> _Your instructions_
Each line from the first line of the entries through the line holding "30 55 L 42 76" is to be restated word for word; nothing else, and no picture, belongs in the answer.

(Available data)

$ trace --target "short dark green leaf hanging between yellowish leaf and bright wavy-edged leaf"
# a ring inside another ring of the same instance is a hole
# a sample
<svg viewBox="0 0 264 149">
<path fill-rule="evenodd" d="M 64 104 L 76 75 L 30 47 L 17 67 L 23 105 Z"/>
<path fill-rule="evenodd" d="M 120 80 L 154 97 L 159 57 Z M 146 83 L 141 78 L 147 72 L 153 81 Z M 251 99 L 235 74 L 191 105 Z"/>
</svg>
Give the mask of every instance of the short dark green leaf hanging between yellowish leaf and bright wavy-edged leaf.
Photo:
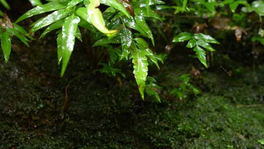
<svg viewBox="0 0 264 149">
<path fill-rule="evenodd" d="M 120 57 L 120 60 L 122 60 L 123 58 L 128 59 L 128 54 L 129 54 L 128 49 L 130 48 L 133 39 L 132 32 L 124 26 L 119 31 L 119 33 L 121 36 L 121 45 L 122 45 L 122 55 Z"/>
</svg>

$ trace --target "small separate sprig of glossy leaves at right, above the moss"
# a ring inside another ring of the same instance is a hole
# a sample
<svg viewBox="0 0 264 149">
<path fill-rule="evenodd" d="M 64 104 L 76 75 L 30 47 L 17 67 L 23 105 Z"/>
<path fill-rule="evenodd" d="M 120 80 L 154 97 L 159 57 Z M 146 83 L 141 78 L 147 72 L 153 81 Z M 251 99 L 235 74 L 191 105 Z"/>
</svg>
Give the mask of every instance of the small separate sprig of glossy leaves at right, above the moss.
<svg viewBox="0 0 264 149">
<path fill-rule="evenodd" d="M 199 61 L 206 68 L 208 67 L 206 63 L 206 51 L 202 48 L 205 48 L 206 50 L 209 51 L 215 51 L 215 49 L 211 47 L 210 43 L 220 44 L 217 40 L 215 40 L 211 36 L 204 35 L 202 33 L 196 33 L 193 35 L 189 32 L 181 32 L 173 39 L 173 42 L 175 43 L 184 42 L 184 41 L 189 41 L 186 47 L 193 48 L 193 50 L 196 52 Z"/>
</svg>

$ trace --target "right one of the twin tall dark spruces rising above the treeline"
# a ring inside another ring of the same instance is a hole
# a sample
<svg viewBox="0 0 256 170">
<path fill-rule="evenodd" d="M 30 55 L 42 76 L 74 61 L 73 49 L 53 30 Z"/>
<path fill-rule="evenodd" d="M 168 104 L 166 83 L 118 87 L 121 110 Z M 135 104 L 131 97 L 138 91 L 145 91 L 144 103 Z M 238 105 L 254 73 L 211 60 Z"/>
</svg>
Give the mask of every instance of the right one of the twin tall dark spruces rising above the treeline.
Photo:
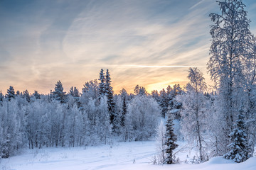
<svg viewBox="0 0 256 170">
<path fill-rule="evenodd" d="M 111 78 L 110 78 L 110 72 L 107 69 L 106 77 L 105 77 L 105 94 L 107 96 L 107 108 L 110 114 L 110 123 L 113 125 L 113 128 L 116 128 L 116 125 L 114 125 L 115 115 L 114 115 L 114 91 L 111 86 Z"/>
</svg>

(End Available data)

> _Exercise result_
$ trace --target "short dark green leaf hanging between yellowish leaf and bright wavy-edged leaf"
# a ring inside another ring of the same instance is a hole
# a sample
<svg viewBox="0 0 264 149">
<path fill-rule="evenodd" d="M 64 104 L 76 75 L 30 47 L 17 67 L 23 105 Z"/>
<path fill-rule="evenodd" d="M 120 80 L 154 97 L 159 57 Z M 146 83 L 141 78 L 147 72 L 153 81 Z M 251 99 L 235 74 L 191 105 Z"/>
</svg>
Give the mask of every instance of the short dark green leaf hanging between yellowish leaf and bright wavy-edged leaf.
Photo:
<svg viewBox="0 0 264 149">
<path fill-rule="evenodd" d="M 120 57 L 120 60 L 122 60 L 123 58 L 128 59 L 128 54 L 129 54 L 128 49 L 130 48 L 133 39 L 132 32 L 124 26 L 119 31 L 119 33 L 121 36 L 121 45 L 122 45 L 122 55 Z"/>
</svg>

$ trace --target "small separate sprig of glossy leaves at right, above the moss"
# a ring inside another ring of the same instance is a hole
# a sample
<svg viewBox="0 0 264 149">
<path fill-rule="evenodd" d="M 64 104 L 76 75 L 30 47 L 17 67 L 23 105 Z"/>
<path fill-rule="evenodd" d="M 120 80 L 154 97 L 159 57 Z M 146 83 L 141 78 L 147 72 L 153 81 Z M 251 99 L 235 74 L 191 105 Z"/>
</svg>
Give the mask of every instance of the small separate sprig of glossy leaves at right, above the moss.
<svg viewBox="0 0 264 149">
<path fill-rule="evenodd" d="M 199 61 L 206 68 L 208 67 L 206 63 L 206 51 L 202 48 L 205 48 L 206 50 L 209 51 L 215 51 L 215 49 L 211 47 L 210 43 L 220 44 L 217 40 L 215 40 L 211 36 L 204 35 L 202 33 L 196 33 L 193 35 L 189 32 L 181 32 L 173 39 L 173 42 L 175 43 L 184 42 L 184 41 L 189 41 L 186 47 L 193 48 L 193 50 L 196 52 Z"/>
</svg>

$ trace --target "right one of the twin tall dark spruces rising above the treeline"
# a ring inside another ring of the same instance is a hole
# a sample
<svg viewBox="0 0 256 170">
<path fill-rule="evenodd" d="M 30 55 L 42 76 L 74 61 L 73 49 L 53 30 Z"/>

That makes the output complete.